NOAH : LE TOURMENT DE LA TECHOUVA
D’après Rav Yonatan Katsover, Mayane Hayechoua, octobre 2002.
Sortir
de l’Arche. Différentes traces témoignent, dans notre parachah, de l’attente impatiente éprouvée par Noah de
cet événement rêvé depuis douze mois. Avec une hâte extrême, il guette la
décrue des eaux, recueille toute information utile à ce sujet en envoyant le
corbeau, puis la colombe explorer la terre. Dès que les signes tangibles de la
décrue sont rassemblés, il « écarte le plafond de l’Arche », et attend
que la terre soit sèche afin de pouvoir la regagner.
Or,
nous dit le Midrach Rabba, lorsque le
moment tant espéré arrive, et lorsque D. ordonne Tsé min haTéva, sors
de l’Arche, Noah s’y refuse ! Voici les termes du Midrach : « Noah dit : ‘‘ Je sortirais,
croîtrais et multiplierais, tout cela pour la malédiction (c’est-à-dire au
risque d’un nouveau Déluge) ? ’’ [Il persista dans son refus] jusqu’à ce que D.
lui promette qu’il ne ferait plus jamais venir de déluge sur le monde ».

* À faire *
1) Recopiez fidèlement tout le passage sur Noah, depuis « NOAH : LE TOURMENT » jusqu'à « pouvoir la regagner. ».
2) Dans la citation du Midrach que rapporte le passage sur Noah, relevez tous les verbes au conditionnel que prononce Noah.
Les entrées ci-après sont tirées d'une autre source.

* Entrées répertoriées *

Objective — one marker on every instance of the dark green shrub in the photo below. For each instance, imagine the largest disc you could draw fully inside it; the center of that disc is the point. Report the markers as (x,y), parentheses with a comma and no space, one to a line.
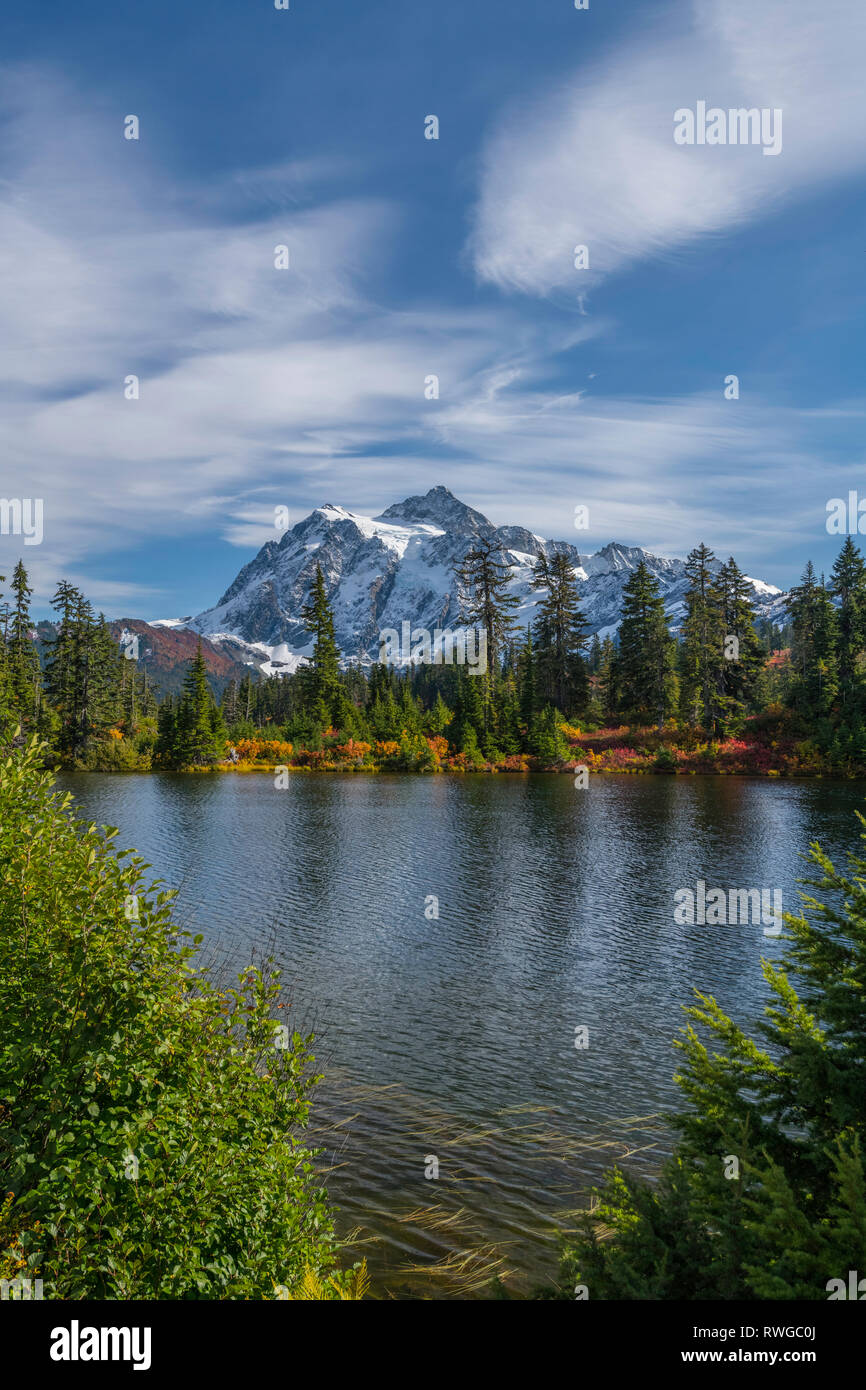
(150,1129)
...
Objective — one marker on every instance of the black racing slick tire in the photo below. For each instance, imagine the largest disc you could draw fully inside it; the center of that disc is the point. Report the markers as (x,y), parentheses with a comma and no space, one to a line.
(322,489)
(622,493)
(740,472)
...
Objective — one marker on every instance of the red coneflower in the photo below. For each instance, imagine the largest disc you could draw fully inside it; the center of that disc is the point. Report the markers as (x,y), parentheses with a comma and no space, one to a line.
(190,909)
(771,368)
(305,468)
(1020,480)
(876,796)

* Corrigé détaillé *
1)
NOAH : LE TOURMENT DE LA TECHOUVA
D’après Rav Yonatan Katsover, Mayane Hayechoua, octobre 2002.
Sortir
de l’Arche. Différentes traces témoignent, dans notre parachah, de l’attente impatiente éprouvée par Noah de
cet événement rêvé depuis douze mois. Avec une hâte extrême, il guette la
décrue des eaux, recueille toute information utile à ce sujet en envoyant le
corbeau, puis la colombe explorer la terre. Dès que les signes tangibles de la
décrue sont rassemblés, il « écarte le plafond de l’Arche », et attend
que la terre soit sèche afin de pouvoir la regagner.

2) sortirais, croîtrais, multiplierais